EXERCISE GOAL: Substitute "thick tree trunk" for "large tree trunk" in the lines starting at "If you could identify the plywood board over door" and ending at "(1013, 291)". Write out only those lines, with nothing else altered.

===== DATA RECORDS

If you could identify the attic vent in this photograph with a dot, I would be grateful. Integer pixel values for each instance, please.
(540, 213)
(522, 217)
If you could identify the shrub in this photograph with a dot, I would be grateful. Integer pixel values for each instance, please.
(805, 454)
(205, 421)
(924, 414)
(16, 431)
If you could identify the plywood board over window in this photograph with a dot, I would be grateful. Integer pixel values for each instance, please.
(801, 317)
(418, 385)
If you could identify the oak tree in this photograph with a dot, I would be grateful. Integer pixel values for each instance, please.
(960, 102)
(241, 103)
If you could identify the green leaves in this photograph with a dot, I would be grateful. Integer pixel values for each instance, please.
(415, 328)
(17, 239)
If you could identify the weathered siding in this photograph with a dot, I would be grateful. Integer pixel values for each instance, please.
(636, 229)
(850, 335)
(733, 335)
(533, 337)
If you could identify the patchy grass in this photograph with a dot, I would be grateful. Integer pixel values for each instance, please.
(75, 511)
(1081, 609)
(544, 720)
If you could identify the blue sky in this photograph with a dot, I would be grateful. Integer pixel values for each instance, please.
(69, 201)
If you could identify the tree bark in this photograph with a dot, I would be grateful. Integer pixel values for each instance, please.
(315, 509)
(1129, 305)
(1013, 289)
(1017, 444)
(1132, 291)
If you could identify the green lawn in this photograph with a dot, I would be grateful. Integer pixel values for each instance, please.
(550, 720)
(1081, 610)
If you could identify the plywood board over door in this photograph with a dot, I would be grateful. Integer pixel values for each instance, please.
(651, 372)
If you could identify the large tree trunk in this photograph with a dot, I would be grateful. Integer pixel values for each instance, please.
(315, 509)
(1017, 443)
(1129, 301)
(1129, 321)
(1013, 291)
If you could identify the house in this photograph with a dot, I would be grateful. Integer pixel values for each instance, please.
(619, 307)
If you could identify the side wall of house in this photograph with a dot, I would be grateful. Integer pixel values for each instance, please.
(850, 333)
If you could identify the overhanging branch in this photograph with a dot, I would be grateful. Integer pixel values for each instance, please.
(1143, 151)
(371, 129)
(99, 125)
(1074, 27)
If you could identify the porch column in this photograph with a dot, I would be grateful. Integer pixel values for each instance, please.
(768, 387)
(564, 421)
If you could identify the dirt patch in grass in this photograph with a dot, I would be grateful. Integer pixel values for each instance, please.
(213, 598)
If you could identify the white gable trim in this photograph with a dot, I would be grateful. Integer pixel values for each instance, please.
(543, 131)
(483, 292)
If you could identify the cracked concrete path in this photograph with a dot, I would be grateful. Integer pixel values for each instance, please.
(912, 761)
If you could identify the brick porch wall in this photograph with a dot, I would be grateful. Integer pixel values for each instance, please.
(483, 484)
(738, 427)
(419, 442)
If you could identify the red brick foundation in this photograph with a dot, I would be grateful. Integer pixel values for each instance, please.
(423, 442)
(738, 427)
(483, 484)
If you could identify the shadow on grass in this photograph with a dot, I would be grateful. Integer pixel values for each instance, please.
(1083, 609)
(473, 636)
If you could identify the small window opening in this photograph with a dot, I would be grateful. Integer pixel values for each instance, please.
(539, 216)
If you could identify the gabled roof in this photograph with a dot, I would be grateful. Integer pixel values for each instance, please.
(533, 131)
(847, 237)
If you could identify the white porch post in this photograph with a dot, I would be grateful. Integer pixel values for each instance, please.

==========

ANSWER BELOW:
If you could identify the plywood board over door in this photograph with a dot, I would be grateful. Integer pixel values for each instance, please.
(651, 372)
If you could identify the thick tree trunk in this photograph with a dot, I would be grateful. Integer pixel values for each instance, please.
(315, 509)
(1017, 443)
(1129, 301)
(1129, 321)
(1013, 291)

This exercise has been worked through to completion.